Requests
[A] Please decide whether each statement agrees with the landslide account: (i) Ravanes got out of the room through its door; (ii) Villarba, her husband and three children came through unhurt; (iii) Sidney's daughter, Baby Jane, is 8. For each, answer yes or no and quote the deciding words.
[B] In the landslide account, what were Villarba's husband and son getting ready to do when the ground shook?

Document passage

....................

Then he heard his son crying, saying his feet were hurting, making him realize that he was alive.

This gave Ravanes the strength to find ways to survive.

He said he tried to open the door of their room but it wouldn’t move since it was blocked by soil and rocks. He then destroyed a window so they could crawl toward the surface.

After they got out, he heard his brother’s voice underneath the pile of soil, shouting for help.

Ravanes and his wife immediately dug the spot where the voice was coming and pulled out his brother, Sidney, his sister-in-law and their daughter, Baby Jane, 8.

COMMUNITY TRAGEDY Bodies retrieved from the landslide area in the village of Tinaan in Naga City are taken to the community’s chapel in Sitio Sindulan. —JUNJIE MENDOZA/CEBU DAILY NEWS

Like an earthquake

Cristita Villarba, a 53-year-old resident, told AP by phone that her husband and son were preparing to leave for work when the ground shook and they were overwhelmed by a roar.

“It was like an earthquake and there was this thundering, loud banging sound. All of us ran out,” Villarba said, adding she, her husband and three children were shocked but unhurt.

Outside, she saw the house of her elderly brother, Lauro, and his family buried in the landslide.

....................

Material
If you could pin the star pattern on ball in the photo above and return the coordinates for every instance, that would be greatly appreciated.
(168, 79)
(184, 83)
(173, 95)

....................

Results of the tasks
[A]
(i) No: "it wouldn’t move since it was blocked by soil and rocks"
(ii) Yes: "she, her husband and three children were shocked but unhurt"
(iii) Yes: "their daughter, Baby Jane, 8"

[B] They were preparing to leave for work.